Copy each of the rows below line for line, with no changes.

Records

_____

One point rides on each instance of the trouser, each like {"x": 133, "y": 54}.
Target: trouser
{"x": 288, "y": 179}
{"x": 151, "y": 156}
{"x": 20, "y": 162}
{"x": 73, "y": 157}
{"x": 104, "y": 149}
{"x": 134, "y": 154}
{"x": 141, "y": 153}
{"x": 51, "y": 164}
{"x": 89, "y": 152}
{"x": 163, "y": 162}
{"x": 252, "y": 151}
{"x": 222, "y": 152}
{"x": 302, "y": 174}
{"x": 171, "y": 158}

_____

## Written answer
One point rides on each instance of the trouser, each like {"x": 133, "y": 54}.
Target: trouser
{"x": 288, "y": 179}
{"x": 151, "y": 156}
{"x": 20, "y": 162}
{"x": 73, "y": 157}
{"x": 104, "y": 149}
{"x": 134, "y": 154}
{"x": 141, "y": 153}
{"x": 51, "y": 164}
{"x": 89, "y": 152}
{"x": 163, "y": 162}
{"x": 252, "y": 151}
{"x": 222, "y": 152}
{"x": 302, "y": 174}
{"x": 171, "y": 158}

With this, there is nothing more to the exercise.